(Records from a collection)
════════════════════
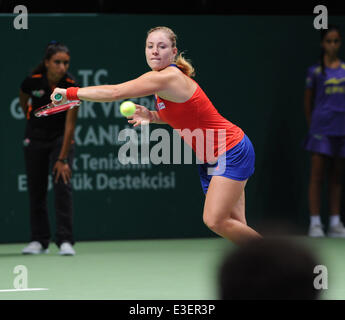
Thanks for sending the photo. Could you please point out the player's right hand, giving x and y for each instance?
(141, 116)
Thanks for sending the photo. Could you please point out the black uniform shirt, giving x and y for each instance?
(44, 128)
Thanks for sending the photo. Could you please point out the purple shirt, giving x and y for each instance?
(328, 115)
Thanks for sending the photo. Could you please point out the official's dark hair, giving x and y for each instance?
(52, 48)
(323, 33)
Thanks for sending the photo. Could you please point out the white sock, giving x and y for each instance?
(334, 220)
(315, 220)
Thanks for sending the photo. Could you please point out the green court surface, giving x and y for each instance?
(172, 269)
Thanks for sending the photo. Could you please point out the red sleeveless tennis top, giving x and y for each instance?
(200, 125)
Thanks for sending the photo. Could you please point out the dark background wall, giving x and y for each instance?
(252, 68)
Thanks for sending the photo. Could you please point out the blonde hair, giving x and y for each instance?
(184, 64)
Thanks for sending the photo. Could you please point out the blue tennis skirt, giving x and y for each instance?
(238, 163)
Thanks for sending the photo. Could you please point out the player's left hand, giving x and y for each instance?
(62, 92)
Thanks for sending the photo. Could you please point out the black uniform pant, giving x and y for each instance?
(40, 157)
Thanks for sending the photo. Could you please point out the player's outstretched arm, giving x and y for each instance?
(145, 85)
(143, 116)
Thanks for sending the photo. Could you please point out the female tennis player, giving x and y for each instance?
(49, 144)
(325, 114)
(182, 104)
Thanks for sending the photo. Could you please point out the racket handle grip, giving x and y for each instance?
(58, 97)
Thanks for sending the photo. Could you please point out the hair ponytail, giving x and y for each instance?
(185, 66)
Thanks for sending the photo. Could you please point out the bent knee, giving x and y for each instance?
(217, 223)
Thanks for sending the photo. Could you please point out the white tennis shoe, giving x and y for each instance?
(316, 231)
(66, 249)
(337, 231)
(34, 247)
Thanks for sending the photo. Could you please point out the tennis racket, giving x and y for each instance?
(51, 108)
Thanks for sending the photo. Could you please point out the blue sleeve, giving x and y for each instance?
(311, 78)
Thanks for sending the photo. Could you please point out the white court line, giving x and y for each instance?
(20, 290)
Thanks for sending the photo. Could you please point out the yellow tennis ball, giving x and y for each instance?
(127, 108)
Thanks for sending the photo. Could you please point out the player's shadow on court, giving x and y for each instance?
(8, 255)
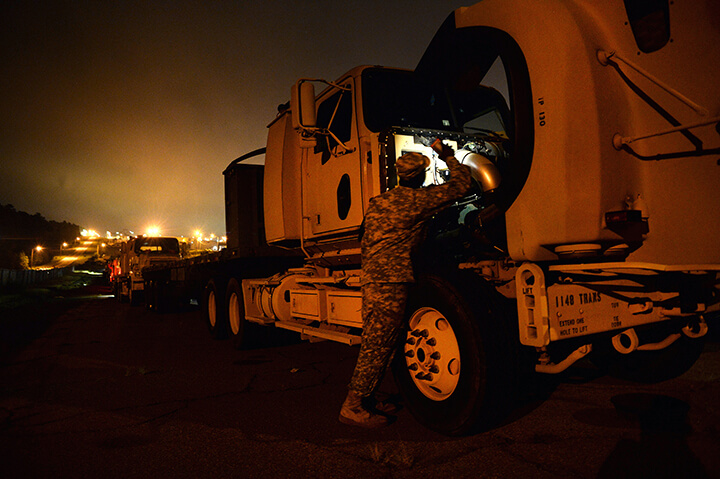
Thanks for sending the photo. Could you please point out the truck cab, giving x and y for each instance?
(135, 255)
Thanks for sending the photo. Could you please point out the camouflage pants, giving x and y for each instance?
(383, 310)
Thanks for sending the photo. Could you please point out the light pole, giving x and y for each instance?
(38, 248)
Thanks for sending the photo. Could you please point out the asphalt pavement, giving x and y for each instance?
(90, 387)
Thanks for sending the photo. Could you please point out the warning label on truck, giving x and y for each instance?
(576, 310)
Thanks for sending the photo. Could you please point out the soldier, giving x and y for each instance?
(393, 229)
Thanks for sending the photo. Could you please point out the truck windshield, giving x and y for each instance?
(157, 246)
(402, 98)
(399, 98)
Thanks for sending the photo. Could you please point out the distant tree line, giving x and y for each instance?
(20, 232)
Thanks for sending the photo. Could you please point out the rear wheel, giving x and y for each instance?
(235, 313)
(458, 366)
(214, 312)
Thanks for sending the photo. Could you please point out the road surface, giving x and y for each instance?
(90, 387)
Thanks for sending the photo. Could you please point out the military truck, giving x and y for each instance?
(136, 254)
(592, 129)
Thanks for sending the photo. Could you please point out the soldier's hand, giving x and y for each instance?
(443, 150)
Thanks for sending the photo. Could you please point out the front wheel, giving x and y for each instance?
(214, 312)
(458, 365)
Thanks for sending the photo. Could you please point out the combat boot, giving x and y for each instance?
(354, 413)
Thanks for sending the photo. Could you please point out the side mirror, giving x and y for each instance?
(302, 104)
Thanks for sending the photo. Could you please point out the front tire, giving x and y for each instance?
(458, 366)
(214, 312)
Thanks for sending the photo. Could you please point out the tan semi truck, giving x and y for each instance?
(592, 132)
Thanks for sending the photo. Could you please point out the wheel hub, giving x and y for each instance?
(432, 354)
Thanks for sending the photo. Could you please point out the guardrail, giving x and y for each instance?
(29, 276)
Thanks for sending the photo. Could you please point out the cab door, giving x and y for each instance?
(332, 184)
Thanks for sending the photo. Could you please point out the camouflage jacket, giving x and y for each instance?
(394, 225)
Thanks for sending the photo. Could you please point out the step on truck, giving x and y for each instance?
(592, 130)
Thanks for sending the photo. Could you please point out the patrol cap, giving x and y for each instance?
(411, 165)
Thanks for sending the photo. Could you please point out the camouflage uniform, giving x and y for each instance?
(393, 229)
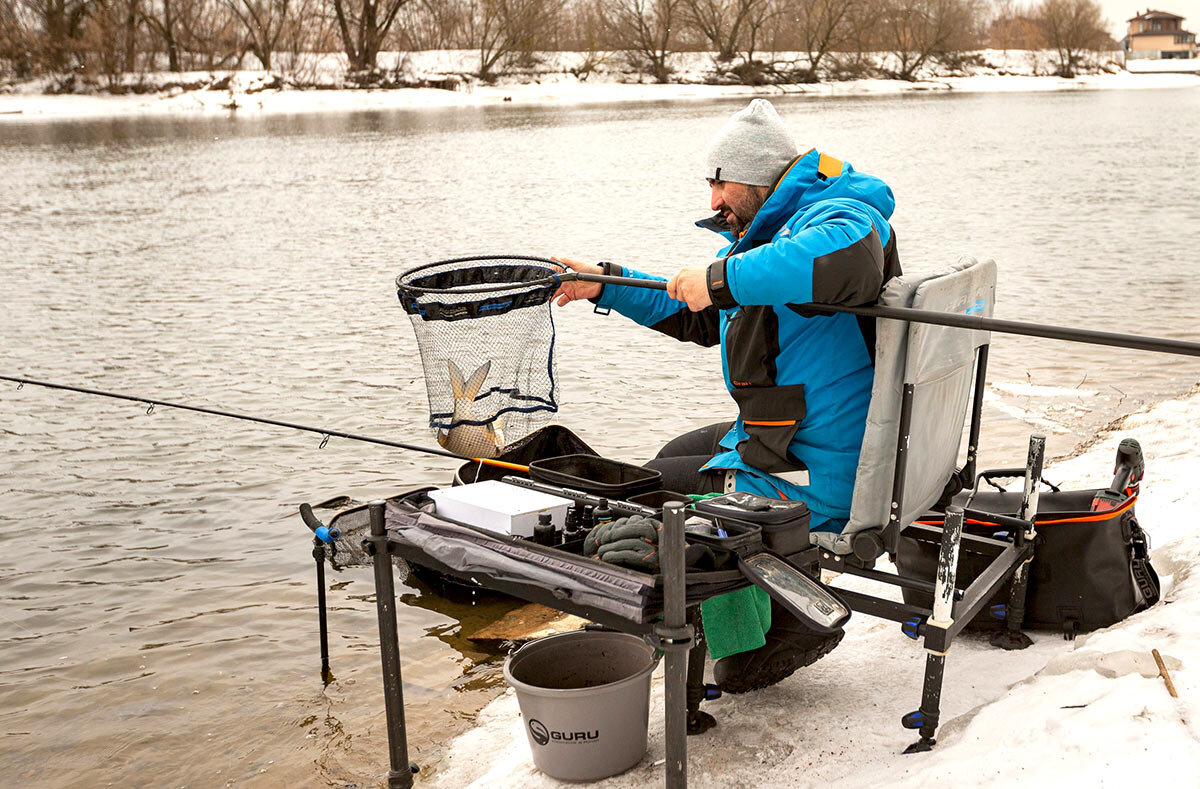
════════════════════
## Set exercise:
Transcribe all of the lines above word for word, leaving out the pictures.

## Finished exercise:
Thanks for sending the photo. Could you please point out the player's right hand, giving x and y for each instance?
(141, 116)
Thanks for sending the photo. Could you please point out the black uniform shirt, giving x and y for each instance?
(44, 128)
Thanks for sending the photo. Could you please point out the purple shirt, giving x and y for each instance?
(328, 115)
Thanks for sending the photo. Could you please point out the official's dark hair, giving x and y for each instance?
(52, 48)
(323, 33)
Thanks for sending the photo. Could you please point out the white sock, giving x and y for each instance?
(334, 220)
(315, 220)
Thanks for sending the photo. Could you please point out the green court surface, giving x and y for each instance?
(172, 269)
Thanks for sending the photo. Could you please point out the red sleeveless tennis top, giving x and y for each instance?
(200, 125)
Thanks for sending the photo. Could you please point out the dark background wall, giving x and y for each instance?
(252, 68)
Thanks for sending the photo. Could you please point out the blonde hair, giving x and y for each instance?
(184, 64)
Thanks for sending the photo. Could you please point out the blue tennis skirt, giving x and y for each instance?
(238, 163)
Thanks for sending the photo. Could you please point out the player's left hand, giving x and y for each instance?
(62, 92)
Thanks for sending the photo. Could you please point out the black uniform pant, giving x and y for each instance?
(40, 157)
Thanks for sending the photo. Could you please point out the player's outstretched arm, giving x and y for each instance?
(145, 85)
(143, 116)
Thanks for sending the photo. Could you please point out the female tennis player, giving x and y for each instance?
(49, 144)
(325, 114)
(182, 104)
Thanks for sending the photo. Could you please point out the racket handle grip, giving x and y for each instance?
(58, 97)
Thanks for sending the photo. Could you please point out the hair ponytail, giving x and y for each instance?
(185, 66)
Thanks for sending the photo. Could you please point out the bent knee, giving x and y for each instance?
(217, 223)
Thanks for sending the photo. Could you please point out the white tennis shoe, giving x and y for each instance?
(316, 231)
(66, 249)
(337, 231)
(34, 247)
Thanks for sending the photo. Could you please point out the tennis racket, giving x and y for each instance?
(51, 108)
Thanks for sending the photo. Could you please point out the blue sleeve, giving x and y for each instance?
(311, 78)
Thanks for sending the photo. Could you please point out the white court line, giving x and y for each instance?
(20, 290)
Thanks for sending the photo. Could you please point out the yellow tennis ball, giving x and y for each instance?
(127, 108)
Thanks for sending the photo. Could you please point out the player's shadow on court, giving x and y for each instance?
(8, 255)
Thanks for sending the photo. Could you please point out the truck cab, giving x and y for each instance?
(135, 255)
Thanks for sending the photo. Could you please point out the camouflage pants, giving x and y for each instance?
(383, 310)
Thanks for sending the photo. Could you please point out the light pole, giving x and y for each instance?
(38, 248)
Thanks for sending the photo. Could you please point out the asphalt pavement, giving x and y for each instance?
(90, 387)
Thanks for sending the photo. Could you please point out the warning label on truck, giving x and y for each instance?
(576, 310)
Thanks for sending the photo. Could you please point out the soldier, giving x and y for each instance?
(393, 229)
Thanks for sending the photo. Could you please point out the truck windshield, giving x and y for each instance?
(157, 246)
(402, 98)
(399, 98)
Thanks for sending the photo. Could you please point out the distant tree line, giving x and y for each instance?
(20, 232)
Thanks for sending the photo. Could you please point out the rear wheel, giving x and y for each instance?
(235, 313)
(458, 366)
(214, 312)
Thanks for sending the photo. Could you please point out the road surface, giving x and y for each instance?
(90, 387)
Thanks for sending the photo. Could you please point out the military truck, giving x and y for each instance?
(136, 254)
(592, 129)
Thanks for sending the photo. Could you please point out the soldier's hand, giving x and y for each instance?
(443, 150)
Thanks for sending the photo. Could you please point out the front wheel, giving x and y for each instance?
(214, 312)
(458, 365)
Thanks for sending the photo. Could you please point out the combat boot, giving x and y for each instance?
(354, 413)
Thanks for sending the photo. Could you please point out the side mirror, giving x and y for each instance?
(302, 104)
Thanks for sending the photo. Could you please point out the front tire, giving x and y for each instance?
(458, 366)
(214, 312)
Thanks for sending the photo. Could you please point out the tan semi truck, giving x and y for each instance?
(592, 132)
Thanks for sending the photo. Could you please point out the wheel hub, giving x and y for each instance?
(432, 354)
Thanks for sending the photo. Could you please point out the guardrail, giving x and y for each instance?
(29, 276)
Thanks for sending the photo. Could you please point out the cab door, giving x and y for each instance?
(332, 184)
Thanks for sending the photo. Could you please point out the camouflage jacket, giving x and y for each instance?
(394, 225)
Thanks for sending the photo. Could you please point out the step on truck, giving x and y for each instance?
(592, 130)
Thanks for sending the photo. Could you please point out the patrol cap, giving x and y for each instance?
(411, 165)
Thanks for sending the photo. Could you please point out the camouflage uniform, giving x and y for each instance?
(393, 229)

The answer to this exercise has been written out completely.